For development, discussion and tips for power savings,
visit http://www.lesswatts.org
> But friends don't let friends use rdtsc in application code.
Um, I realize that many people have been burned by this
many times over the years so it is a "hot stove". I also
realize that there are many environments where using
rdtsc is risking stepping on landmines. But I (we?) also
know there are many environments now where using rdtsc is
NOT risky at all... and with the vast majority of new
systems soon shipping with Invariant TSC and a single socket
(and even most multiple-socket systems with non-broken
BIOSes passing a warp test), why should past burns outlaw
userland use of a very fast, very useful CPU feature? After
all, CPU designers at both Intel and AMD have spent
a great deal of design effort and transistors to FINALLY
provide an Invariant TSC.
> > The problem is from an app point-of-view there is no vsyscall.
> > There are two syscalls: gettimeofday and clock_gettime. Sometimes,
> > if it gets lucky, they turn out to be very fast and sometimes
> > it doesn't get lucky and they are VERY slow (resulting in a
> > performance hit of 10% or more), depending on a number of factors
> > completely out of the control of the app and even undetectable to the
> > app.

(Dataset rows)
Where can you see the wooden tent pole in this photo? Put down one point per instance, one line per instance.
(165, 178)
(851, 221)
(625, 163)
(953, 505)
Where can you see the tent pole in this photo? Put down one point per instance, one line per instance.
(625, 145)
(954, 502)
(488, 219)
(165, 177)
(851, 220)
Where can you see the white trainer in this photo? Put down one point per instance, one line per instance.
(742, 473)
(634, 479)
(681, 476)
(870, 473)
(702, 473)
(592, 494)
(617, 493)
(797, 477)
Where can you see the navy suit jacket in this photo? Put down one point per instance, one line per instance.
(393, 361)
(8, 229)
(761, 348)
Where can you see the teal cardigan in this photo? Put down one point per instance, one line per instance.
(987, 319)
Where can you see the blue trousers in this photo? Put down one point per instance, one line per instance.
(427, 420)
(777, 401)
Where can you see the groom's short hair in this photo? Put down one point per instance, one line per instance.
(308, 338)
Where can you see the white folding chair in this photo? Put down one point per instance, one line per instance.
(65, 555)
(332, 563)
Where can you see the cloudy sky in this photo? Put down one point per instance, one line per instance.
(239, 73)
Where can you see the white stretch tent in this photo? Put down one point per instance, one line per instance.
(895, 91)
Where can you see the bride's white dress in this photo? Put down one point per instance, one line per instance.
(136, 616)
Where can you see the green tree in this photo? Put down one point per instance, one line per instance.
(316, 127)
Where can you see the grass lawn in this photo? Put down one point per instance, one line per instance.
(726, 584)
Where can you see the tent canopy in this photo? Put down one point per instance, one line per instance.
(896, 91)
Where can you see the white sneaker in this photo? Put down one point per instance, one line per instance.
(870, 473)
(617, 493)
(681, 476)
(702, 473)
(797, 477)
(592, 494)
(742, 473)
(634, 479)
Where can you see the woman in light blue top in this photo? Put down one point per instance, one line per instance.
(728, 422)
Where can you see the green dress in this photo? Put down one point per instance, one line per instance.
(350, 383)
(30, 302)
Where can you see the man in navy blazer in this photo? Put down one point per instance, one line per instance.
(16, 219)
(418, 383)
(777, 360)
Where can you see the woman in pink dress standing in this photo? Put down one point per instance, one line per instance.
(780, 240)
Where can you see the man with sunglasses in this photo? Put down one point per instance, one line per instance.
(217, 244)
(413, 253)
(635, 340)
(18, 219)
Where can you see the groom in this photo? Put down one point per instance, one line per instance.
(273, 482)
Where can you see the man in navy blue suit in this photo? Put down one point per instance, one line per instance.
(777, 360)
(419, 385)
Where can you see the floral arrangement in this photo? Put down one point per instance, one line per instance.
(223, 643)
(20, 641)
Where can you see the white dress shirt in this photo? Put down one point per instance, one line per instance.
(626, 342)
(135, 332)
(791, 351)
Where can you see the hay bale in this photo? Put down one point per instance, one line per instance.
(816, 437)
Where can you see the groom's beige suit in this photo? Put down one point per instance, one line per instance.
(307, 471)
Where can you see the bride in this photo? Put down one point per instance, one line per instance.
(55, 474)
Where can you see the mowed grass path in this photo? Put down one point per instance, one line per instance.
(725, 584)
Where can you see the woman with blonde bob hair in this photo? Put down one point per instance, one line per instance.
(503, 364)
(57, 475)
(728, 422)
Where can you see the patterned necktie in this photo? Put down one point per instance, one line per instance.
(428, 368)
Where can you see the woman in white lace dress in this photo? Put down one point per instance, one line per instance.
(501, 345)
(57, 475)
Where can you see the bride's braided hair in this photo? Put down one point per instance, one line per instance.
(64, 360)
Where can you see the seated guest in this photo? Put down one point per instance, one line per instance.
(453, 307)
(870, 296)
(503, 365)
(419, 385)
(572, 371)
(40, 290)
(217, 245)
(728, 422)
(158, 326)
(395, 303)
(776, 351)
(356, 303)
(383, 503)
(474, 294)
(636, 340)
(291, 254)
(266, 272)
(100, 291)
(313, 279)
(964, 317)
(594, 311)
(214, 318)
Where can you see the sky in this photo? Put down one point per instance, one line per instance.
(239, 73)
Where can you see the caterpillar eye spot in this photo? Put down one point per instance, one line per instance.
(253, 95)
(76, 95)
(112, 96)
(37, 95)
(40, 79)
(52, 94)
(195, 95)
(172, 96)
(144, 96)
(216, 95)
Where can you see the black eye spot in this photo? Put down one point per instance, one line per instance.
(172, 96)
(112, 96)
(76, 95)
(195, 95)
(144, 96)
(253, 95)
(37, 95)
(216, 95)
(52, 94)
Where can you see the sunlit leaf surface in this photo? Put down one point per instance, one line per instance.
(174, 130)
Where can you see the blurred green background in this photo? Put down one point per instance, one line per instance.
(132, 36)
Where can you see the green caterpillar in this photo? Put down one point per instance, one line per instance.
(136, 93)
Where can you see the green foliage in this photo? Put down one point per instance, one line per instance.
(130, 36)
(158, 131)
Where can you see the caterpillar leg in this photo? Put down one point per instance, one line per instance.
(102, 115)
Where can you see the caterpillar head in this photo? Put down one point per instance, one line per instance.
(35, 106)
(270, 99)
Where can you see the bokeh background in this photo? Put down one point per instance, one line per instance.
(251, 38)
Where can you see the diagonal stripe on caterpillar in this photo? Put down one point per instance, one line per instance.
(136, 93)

▶ Written instruction 1
In the forum thread about rdtsc, which two syscalls can an app use to get the time?
▶ Written instruction 2
Pick up the forum thread about rdtsc right after its final line and write on.

▶ Task response 1
gettimeofday and clock_gettime.

▶ Task response 2
>
> But the point is.. in the case you get that 10% hit.... that is exactly
> the case where tsc would not work either!!!
Yes, understood. But the kernel doesn't expose a "gettimeofday
performance sucks" flag either. If it did (or in the case of
the patch, if tsc_reliable is zero) the application could at least
choose to turn off the 10000-100000 timestamps/second and log
a message saying "you are running on old hardware so you get
fewer features".
> just when we're trying to get rid of this constraint by allowing a per
> cpu offset... (this is needed to cope with cpus not powering on at the
> exact same time... including hotplug cpu etc etc)
>
> oh and.. what notification mechanism do you have to notify the
> application that the tsc now is no longer reliable? Such conditions
> can exist... for example due to a CPU being hotplugged, or some SMM
> screwing around and the kernel detecting that or .. or ...
The proposal doesn't provide a notification mechanism (though I'm
not against it)... if the tsc can EVER become unreliable,
tsc_reliable should be 0.
A CPU-hotplugable system is a good example of a case where
the kernel should expose that tsc_reliable is 0. (I've heard
anecdotally that CPU hotplug into a QPI or Hypertransport system
will have some other interesting challenges, so may require some
special kernel parameters anyway.) Even if tsc_reliable were
only enabled if a "no-cpu_hotplug" kernel parameter is set,
that is still useful. And with cores-per-socket (and even
nodes-per-socket) going up seemingly every day, multi-socket
systems will likely be an ever smaller percentage of new
systems.
A virtual machine where live migration to another physical machine
may occur is another good example where tsc_reliable should be 0.
Xen now has a VM config feature that says "migration is disallowed"
for this reason; the Invariant TSC flag is always off for a VM
unless this "no_migrate" flag is set (or rdtsc is emulated).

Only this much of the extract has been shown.